[start Raw data]

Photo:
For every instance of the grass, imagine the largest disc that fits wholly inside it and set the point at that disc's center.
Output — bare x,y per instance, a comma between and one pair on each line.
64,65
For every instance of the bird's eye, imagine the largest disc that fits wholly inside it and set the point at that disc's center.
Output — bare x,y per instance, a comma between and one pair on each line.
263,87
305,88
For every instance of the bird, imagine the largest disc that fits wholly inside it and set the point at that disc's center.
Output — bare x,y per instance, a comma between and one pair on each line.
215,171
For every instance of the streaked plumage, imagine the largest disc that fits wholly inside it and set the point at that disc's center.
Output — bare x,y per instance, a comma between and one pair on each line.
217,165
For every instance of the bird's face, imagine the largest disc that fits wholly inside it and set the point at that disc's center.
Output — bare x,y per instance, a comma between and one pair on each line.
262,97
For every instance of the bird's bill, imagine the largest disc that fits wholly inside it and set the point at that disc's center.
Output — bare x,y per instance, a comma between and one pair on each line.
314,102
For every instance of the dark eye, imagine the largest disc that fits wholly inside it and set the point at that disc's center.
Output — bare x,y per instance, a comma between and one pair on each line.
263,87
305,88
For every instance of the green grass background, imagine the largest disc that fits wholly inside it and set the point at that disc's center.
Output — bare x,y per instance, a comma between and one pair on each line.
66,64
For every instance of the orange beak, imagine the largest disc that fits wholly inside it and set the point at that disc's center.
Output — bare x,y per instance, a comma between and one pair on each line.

[end Raw data]

**What to do**. Copy out every one of the records above, word for word and line for line, with nothing changed.

**Answer to the exercise**.
Photo:
For every instance of the grass, imagine the largest disc that fits wholly inside it and set the point at that disc's center.
Output — bare x,y per instance, a comma between and one pair on each line.
64,65
For every instance of the bird's eye, imagine the largest disc that fits wholly inside it and set the point at that disc's center.
Output — bare x,y per instance, a comma between and one pair on each line.
263,87
305,88
For every instance of the bird, imagine the largest disc that fits wholly inside it and set the point at that disc's center.
Output — bare x,y per instance, a comma between and one pair on each line.
215,171
For every instance of the streaked plumage, imagine the largest disc that fits wholly inside it and set the point at that disc's center.
Output — bare x,y per instance, a comma between and one pair on each line.
217,165
For every instance of the bird's face, imagine the largest disc that fits wholly inside it and set the point at that disc's center.
Output — bare x,y per instance, a comma between and one pair on each line.
262,97
For every instance of the bird's bill, imagine the largest disc that fits wholly inside it and set the point at that disc's center.
Output — bare x,y per instance, a comma between and one pair on each line.
314,102
For every instance of the dark eye, imagine the largest disc that fits wholly inside it and set the point at that disc's center.
Output — bare x,y per instance, a comma between and one pair on each line.
263,87
305,88
For every instance of the green grass background, imagine the largest disc that fits wholly inside it and set the point at that disc's center.
Output — bare x,y per instance, a comma between and one pair on each line.
66,64
For every instance of the orange beak, imagine the largest disc that fits wholly inside it and set the point at that disc's center.
Output — bare x,y per instance, a comma between and one pair on each line.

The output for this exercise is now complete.